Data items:
--------------------------------------------------

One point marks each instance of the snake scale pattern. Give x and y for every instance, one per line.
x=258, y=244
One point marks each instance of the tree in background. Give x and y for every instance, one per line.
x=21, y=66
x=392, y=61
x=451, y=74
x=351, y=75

--------------------------------------------------

• **WHAT IS EXPECTED**
Reproduce every record above word for word, keeping each line unchanged.

• **THE RESPONSE**
One point marks each instance of the snake scale pattern. Give x and y for every instance, one per line.
x=258, y=244
One point marks each instance of the tree in background. Give x and y for every instance, one per line.
x=21, y=66
x=392, y=61
x=451, y=74
x=351, y=75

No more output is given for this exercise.